PROBLEMS TO WORK ON:
a: According to the article on the Australian museum, how many items does its collection of ancient Egyptian artifacts contain?
b: From the article on the Australian museum, return the part that opens with the words containing "Australian Museum Removes" and closes with "ancient Egyptian culture.".

DOCUMENT SEGMENT:

::::

Australian Museum Removes Mummified Body Parts From Display
“We have become so accustomed to seeing them on show that we often forget they once belonged to living people,” says Melanie Pitkin, a senior curator at the Chau Chak Wing Museum at the University of Sydney
As curators around the world grapple with the ethics of collecting human remains, one museum in Australia is taking action: Earlier this month, the Chau Chak Wing Museum at the University of Sydney removed fragments of mummified bodies from public display. Museum staffers also plan to rename the “Mummy Room” to more accurately and respectfully reflect mummification’s significance in ancient Egyptian culture.
The museum is home to the largest collection of ancient Egyptian artifacts in Australia—more than 5,000 items, including the mummified remains of humans and animals. When it opened in 2020, the Chau Chak Wing combined the 150-year-old collections of the university’s three previous museums.

::::

DATASET EXTRACT:
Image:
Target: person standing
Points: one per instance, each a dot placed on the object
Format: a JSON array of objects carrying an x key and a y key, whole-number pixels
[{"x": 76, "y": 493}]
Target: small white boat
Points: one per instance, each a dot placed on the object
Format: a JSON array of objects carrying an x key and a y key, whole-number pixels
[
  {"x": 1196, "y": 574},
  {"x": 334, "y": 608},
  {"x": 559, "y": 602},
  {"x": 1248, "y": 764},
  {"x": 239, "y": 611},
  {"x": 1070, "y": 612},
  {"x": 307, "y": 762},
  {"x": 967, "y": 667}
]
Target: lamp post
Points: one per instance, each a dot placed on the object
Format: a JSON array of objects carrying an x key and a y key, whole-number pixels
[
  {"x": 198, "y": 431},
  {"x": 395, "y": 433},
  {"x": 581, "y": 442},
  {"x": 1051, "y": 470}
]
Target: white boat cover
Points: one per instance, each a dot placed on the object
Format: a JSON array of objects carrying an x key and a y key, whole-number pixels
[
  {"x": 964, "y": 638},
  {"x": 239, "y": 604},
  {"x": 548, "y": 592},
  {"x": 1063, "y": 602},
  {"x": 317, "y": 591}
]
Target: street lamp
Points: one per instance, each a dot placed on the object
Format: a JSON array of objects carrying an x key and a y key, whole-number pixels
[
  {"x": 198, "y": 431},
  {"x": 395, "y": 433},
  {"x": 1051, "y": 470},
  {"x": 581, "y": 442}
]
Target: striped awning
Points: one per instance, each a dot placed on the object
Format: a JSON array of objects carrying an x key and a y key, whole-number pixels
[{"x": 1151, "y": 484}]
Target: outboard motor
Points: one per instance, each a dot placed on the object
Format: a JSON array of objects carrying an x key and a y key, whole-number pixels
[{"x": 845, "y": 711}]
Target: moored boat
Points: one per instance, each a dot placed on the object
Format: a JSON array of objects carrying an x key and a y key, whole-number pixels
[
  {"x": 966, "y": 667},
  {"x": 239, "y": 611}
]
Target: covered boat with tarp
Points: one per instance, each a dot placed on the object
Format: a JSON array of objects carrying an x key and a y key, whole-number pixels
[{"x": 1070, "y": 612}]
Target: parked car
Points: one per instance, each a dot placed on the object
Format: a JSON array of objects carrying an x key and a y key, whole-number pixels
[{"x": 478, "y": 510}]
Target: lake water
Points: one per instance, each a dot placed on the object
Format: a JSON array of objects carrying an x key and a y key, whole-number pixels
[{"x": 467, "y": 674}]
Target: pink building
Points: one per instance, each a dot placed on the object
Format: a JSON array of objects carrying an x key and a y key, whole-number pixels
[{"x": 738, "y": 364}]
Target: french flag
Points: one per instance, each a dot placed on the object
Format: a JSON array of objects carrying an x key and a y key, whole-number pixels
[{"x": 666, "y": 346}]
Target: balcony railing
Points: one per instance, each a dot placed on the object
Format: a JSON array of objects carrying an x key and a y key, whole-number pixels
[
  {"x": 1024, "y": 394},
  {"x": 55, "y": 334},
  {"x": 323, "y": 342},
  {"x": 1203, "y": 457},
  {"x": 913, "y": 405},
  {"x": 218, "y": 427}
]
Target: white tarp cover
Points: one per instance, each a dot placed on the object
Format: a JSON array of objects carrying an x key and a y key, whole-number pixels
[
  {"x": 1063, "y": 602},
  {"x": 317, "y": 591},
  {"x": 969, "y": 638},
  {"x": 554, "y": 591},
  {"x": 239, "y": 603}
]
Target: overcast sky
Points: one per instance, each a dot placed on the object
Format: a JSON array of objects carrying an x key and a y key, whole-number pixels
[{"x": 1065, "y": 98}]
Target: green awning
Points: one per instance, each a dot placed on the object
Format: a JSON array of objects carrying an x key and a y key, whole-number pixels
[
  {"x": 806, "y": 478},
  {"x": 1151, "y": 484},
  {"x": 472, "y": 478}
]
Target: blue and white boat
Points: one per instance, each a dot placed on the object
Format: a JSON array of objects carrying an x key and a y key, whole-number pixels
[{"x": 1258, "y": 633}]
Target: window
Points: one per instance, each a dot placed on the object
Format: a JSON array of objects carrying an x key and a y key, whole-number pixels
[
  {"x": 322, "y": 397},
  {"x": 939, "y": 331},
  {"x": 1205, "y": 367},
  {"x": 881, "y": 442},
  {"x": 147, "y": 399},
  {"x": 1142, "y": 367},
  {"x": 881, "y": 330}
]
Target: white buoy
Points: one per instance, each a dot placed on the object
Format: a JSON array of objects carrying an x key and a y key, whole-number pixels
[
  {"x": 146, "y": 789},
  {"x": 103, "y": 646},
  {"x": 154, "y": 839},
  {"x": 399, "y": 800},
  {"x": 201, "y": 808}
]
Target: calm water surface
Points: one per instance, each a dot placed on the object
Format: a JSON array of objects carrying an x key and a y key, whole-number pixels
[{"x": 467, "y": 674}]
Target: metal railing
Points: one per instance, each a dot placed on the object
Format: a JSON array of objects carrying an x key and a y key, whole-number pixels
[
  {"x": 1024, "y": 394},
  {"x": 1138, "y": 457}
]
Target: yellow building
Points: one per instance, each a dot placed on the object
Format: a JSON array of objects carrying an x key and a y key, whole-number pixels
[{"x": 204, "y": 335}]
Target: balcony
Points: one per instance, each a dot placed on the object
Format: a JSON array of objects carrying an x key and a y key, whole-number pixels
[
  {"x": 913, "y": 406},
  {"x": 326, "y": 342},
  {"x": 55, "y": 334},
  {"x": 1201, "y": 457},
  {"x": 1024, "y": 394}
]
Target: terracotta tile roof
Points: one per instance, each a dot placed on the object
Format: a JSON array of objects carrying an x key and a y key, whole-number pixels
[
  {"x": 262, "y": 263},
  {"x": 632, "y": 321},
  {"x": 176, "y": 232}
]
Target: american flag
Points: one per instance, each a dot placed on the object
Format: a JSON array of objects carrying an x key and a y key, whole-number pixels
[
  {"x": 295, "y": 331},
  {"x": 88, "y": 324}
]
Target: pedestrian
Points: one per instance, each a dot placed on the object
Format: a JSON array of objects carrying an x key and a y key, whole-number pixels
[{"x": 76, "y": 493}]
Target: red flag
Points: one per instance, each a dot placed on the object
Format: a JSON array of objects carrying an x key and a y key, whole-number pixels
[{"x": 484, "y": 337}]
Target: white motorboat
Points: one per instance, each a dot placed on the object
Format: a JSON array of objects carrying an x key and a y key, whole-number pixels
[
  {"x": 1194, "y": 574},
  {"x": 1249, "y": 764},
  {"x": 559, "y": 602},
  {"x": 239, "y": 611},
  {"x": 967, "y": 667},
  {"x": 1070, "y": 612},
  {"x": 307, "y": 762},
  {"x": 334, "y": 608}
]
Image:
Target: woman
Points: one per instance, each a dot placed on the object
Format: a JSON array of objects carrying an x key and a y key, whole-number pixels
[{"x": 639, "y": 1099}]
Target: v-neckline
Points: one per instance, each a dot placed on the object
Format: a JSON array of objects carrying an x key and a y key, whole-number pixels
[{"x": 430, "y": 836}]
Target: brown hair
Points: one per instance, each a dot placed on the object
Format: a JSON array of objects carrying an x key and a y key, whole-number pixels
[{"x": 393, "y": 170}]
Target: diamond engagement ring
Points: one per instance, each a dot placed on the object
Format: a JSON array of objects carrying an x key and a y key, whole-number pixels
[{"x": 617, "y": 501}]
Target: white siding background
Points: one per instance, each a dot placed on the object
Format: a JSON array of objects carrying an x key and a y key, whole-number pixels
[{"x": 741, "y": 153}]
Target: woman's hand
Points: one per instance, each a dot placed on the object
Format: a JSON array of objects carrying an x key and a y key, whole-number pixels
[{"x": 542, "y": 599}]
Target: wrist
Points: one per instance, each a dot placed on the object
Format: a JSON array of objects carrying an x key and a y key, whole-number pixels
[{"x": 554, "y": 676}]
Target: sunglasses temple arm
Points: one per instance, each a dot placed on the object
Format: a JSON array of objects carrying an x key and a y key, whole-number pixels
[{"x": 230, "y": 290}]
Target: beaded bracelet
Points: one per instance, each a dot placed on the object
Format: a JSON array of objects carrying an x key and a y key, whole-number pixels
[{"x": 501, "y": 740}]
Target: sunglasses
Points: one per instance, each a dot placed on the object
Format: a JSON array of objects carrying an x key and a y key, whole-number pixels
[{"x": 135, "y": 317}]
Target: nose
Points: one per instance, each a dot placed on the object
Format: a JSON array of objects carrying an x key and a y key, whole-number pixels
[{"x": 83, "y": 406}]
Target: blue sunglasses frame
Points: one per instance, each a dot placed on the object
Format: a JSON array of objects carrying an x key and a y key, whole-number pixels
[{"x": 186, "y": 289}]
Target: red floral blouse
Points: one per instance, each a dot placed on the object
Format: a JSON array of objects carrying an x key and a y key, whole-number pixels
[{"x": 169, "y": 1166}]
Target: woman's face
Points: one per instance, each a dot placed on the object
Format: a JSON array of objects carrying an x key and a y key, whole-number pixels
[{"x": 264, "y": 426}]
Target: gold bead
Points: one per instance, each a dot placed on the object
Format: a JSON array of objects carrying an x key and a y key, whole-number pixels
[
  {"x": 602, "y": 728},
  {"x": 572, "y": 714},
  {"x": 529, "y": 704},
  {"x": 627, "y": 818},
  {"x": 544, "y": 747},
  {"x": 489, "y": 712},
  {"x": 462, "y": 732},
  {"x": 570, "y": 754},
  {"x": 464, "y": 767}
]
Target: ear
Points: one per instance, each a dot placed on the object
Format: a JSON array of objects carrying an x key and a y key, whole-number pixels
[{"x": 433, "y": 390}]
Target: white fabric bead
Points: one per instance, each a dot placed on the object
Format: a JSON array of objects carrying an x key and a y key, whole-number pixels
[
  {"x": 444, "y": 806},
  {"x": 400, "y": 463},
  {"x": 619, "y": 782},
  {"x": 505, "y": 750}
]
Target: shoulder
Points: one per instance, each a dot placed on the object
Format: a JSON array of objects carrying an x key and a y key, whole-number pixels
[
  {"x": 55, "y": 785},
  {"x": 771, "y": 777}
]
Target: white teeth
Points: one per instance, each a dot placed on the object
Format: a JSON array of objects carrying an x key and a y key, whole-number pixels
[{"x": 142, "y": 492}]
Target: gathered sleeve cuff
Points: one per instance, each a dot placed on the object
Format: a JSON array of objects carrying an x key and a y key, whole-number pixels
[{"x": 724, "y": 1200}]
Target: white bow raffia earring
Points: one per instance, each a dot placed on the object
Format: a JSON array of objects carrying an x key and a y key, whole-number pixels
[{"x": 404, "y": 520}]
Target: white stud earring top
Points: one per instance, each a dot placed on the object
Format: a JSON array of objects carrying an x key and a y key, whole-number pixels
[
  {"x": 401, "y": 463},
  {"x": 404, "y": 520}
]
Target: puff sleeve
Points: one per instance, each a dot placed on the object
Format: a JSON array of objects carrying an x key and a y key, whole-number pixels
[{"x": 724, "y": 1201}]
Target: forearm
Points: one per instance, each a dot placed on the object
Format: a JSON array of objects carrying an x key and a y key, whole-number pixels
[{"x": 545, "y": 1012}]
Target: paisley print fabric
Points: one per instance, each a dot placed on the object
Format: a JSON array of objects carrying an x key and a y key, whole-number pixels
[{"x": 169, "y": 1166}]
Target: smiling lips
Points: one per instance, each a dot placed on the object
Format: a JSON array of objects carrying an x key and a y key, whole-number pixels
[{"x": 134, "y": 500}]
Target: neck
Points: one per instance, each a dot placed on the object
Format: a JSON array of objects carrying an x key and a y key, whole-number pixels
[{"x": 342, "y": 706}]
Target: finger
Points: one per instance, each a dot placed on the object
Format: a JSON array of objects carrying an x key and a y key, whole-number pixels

::::

COMPLETE ANSWERS:
a: More than 5,000 items.

b:
Australian Museum Removes Mummified Body Parts From Display
“We have become so accustomed to seeing them on show that we often forget they once belonged to living people,” says Melanie Pitkin, a senior curator at the Chau Chak Wing Museum at the University of Sydney
As curators around the world grapple with the ethics of collecting human remains, one museum in Australia is taking action: Earlier this month, the Chau Chak Wing Museum at the University of Sydney removed fragments of mummified bodies from public display. Museum staffers also plan to rename the “Mummy Room” to more accurately and respectfully reflect mummification’s significance in ancient Egyptian culture.